• Directive: Could you express the lines of the listing from the one holding "Each instance of the fabric-covered" through the one holding "[[237, 139], [299, 199]]", inclusive, as a Markdown table with the columns Row and Line, skipping any blank lines?

— START OF Excerpted data —

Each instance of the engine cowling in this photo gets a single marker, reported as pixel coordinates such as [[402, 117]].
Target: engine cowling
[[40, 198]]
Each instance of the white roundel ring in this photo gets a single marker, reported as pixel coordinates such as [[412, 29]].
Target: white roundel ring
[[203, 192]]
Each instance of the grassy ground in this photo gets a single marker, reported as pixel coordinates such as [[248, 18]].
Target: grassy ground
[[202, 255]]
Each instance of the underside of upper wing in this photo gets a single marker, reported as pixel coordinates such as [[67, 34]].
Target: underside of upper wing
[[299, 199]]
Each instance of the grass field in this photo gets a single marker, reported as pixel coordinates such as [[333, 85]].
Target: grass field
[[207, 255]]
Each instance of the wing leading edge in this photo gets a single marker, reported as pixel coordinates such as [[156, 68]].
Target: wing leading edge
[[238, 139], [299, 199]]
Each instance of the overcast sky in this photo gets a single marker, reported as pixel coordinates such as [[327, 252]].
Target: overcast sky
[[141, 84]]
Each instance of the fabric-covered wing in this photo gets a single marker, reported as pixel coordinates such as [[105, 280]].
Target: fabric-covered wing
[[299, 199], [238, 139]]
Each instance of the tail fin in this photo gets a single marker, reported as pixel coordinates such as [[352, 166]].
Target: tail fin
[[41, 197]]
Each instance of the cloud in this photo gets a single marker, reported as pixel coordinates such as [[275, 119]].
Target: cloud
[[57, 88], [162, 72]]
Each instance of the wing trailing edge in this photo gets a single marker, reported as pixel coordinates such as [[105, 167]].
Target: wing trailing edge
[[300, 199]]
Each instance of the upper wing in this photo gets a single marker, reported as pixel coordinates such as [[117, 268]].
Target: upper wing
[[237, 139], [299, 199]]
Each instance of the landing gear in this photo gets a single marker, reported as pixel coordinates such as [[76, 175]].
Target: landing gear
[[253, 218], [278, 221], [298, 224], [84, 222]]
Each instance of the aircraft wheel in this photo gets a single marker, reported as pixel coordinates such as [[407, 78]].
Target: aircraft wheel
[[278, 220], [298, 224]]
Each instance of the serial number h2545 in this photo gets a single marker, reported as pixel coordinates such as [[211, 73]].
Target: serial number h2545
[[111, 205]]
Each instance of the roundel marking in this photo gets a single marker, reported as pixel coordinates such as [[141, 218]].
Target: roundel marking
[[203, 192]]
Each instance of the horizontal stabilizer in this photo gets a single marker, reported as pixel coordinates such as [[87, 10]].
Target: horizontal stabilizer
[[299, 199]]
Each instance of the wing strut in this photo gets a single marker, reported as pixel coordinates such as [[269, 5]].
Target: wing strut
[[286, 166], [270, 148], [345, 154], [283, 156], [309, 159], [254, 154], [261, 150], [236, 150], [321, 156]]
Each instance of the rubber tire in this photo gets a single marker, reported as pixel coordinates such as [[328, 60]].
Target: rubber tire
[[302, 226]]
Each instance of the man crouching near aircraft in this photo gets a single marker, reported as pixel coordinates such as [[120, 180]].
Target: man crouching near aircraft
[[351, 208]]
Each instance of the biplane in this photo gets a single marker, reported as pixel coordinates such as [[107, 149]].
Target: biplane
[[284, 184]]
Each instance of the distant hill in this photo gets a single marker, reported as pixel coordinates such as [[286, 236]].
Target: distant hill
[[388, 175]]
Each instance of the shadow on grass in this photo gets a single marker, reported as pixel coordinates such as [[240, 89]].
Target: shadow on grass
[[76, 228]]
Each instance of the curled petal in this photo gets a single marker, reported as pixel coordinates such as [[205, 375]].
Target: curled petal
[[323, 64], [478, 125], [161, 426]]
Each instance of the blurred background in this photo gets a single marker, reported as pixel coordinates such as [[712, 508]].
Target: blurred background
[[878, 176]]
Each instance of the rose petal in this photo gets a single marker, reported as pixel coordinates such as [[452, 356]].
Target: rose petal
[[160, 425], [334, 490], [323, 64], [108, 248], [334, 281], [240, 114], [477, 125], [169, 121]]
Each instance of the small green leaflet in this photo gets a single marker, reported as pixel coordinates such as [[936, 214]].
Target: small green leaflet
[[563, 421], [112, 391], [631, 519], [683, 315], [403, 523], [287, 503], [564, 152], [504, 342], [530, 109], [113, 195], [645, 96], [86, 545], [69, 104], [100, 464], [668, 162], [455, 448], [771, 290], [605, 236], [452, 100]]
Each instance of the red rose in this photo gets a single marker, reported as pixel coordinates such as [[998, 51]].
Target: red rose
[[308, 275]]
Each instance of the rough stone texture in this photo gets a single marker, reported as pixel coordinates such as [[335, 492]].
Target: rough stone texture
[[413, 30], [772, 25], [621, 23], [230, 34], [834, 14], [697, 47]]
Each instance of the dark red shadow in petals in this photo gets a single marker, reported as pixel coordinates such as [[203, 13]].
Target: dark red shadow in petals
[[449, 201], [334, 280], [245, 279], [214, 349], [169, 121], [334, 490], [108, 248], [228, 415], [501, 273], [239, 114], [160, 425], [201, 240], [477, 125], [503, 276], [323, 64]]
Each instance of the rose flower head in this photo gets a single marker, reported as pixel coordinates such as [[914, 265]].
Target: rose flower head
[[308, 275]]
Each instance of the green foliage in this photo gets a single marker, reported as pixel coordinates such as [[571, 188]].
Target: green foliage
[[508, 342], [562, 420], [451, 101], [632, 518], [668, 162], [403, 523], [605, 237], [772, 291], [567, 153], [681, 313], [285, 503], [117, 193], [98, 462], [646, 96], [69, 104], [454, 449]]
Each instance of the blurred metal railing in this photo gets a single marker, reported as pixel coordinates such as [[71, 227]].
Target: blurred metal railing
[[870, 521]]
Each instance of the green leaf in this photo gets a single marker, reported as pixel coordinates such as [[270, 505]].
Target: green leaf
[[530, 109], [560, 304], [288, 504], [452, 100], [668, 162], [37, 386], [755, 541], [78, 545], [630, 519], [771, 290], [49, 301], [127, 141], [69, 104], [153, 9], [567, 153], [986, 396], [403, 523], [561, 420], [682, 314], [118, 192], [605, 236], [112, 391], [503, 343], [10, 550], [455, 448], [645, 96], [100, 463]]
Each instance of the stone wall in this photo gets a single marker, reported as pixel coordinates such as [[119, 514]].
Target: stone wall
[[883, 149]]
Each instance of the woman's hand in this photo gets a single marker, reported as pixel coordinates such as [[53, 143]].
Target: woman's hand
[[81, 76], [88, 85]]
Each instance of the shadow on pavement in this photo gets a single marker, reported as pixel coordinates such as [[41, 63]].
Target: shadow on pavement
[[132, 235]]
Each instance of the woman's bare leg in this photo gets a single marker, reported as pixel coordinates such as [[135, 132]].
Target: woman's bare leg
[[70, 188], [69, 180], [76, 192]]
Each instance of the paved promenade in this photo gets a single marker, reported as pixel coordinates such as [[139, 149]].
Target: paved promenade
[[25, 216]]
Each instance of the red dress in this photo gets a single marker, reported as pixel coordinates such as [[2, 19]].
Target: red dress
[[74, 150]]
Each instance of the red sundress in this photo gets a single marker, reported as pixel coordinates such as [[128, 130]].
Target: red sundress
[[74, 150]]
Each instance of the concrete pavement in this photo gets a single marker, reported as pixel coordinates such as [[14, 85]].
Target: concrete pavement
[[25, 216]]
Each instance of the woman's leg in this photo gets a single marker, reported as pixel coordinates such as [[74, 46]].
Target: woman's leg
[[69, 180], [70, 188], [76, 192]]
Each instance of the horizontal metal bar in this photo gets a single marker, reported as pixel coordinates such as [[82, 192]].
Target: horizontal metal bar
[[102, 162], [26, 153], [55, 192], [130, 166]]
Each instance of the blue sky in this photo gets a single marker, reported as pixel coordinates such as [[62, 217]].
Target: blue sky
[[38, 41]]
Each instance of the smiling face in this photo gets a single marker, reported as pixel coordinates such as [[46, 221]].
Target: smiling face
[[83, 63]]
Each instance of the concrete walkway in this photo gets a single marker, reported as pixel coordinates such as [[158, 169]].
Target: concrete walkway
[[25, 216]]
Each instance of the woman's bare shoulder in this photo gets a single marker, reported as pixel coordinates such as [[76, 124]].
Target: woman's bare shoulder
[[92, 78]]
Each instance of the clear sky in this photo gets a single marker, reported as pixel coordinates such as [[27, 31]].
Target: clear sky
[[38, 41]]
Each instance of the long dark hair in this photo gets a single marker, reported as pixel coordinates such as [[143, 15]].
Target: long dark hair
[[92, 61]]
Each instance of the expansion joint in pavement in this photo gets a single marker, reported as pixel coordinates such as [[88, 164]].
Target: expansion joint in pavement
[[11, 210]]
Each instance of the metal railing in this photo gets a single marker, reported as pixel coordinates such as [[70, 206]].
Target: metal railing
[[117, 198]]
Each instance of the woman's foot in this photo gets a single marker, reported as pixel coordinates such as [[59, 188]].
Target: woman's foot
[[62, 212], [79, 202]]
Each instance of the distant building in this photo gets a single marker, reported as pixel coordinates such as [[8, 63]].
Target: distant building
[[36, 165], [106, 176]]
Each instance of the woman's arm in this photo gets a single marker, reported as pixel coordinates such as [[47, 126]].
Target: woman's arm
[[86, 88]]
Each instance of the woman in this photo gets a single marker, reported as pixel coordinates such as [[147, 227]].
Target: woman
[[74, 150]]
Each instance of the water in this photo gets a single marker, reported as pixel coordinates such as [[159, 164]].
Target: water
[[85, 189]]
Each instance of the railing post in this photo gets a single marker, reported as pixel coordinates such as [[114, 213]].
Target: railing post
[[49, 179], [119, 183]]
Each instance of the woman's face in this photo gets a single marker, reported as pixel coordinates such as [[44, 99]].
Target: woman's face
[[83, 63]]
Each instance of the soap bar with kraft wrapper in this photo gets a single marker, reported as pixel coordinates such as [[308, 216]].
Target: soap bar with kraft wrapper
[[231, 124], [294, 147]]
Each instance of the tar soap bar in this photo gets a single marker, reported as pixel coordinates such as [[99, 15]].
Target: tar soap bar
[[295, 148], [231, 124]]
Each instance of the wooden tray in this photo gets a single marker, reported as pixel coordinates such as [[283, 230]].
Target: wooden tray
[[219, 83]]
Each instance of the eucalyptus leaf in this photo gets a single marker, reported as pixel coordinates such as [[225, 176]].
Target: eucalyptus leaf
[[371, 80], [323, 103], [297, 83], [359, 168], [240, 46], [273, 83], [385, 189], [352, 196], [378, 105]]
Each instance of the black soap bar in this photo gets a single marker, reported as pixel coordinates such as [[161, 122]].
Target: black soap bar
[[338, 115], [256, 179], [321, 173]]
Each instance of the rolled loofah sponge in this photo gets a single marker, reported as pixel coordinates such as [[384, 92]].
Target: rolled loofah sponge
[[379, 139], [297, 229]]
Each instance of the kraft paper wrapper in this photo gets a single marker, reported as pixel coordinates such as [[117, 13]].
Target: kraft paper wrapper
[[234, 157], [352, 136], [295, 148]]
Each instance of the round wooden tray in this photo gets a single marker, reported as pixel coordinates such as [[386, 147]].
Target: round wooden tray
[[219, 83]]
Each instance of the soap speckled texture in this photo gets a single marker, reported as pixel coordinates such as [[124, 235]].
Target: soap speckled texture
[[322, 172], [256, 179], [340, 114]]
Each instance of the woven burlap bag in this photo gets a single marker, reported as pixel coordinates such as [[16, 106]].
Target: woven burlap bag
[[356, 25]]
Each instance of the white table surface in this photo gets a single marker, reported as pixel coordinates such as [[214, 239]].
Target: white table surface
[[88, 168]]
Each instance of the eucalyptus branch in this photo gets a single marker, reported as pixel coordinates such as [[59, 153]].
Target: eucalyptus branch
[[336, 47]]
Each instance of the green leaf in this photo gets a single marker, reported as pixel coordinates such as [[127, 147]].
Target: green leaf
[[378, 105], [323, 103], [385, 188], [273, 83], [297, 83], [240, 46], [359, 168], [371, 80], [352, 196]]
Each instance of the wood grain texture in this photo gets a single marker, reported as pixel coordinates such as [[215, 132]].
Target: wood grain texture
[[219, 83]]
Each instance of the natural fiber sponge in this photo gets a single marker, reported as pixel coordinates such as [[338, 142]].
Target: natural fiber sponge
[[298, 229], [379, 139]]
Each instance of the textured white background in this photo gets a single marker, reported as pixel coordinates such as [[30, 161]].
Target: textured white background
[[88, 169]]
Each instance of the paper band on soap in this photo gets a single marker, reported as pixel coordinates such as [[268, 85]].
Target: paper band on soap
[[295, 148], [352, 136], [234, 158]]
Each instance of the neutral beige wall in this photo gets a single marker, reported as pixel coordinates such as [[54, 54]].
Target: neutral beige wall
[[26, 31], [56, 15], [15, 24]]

— END OF Excerpted data —

• Output below:
| Row | Line |
|---|---|
| 1 | Each instance of the fabric-covered wing in this photo gets a single marker, reported as pixel coordinates such as [[105, 280]]. |
| 2 | Target: fabric-covered wing |
| 3 | [[299, 199], [238, 139]] |
| 4 | Each instance of the tail fin in this photo gets a single marker, reported as pixel coordinates such as [[352, 166]]. |
| 5 | Target: tail fin |
| 6 | [[41, 197]] |
| 7 | Each instance of the cloud in this photo gets a single marker, reported as pixel coordinates such as [[275, 119]]. |
| 8 | Target: cloud |
| 9 | [[57, 88], [162, 72]] |
| 10 | Each instance of the wing trailing edge in this photo gets a single marker, reported as pixel coordinates such as [[105, 167]]. |
| 11 | Target: wing trailing edge |
| 12 | [[300, 199]] |
| 13 | Each instance of the upper wing in this photo gets a single marker, reported as pixel coordinates such as [[117, 268]]. |
| 14 | Target: upper wing |
| 15 | [[237, 139], [299, 199]] |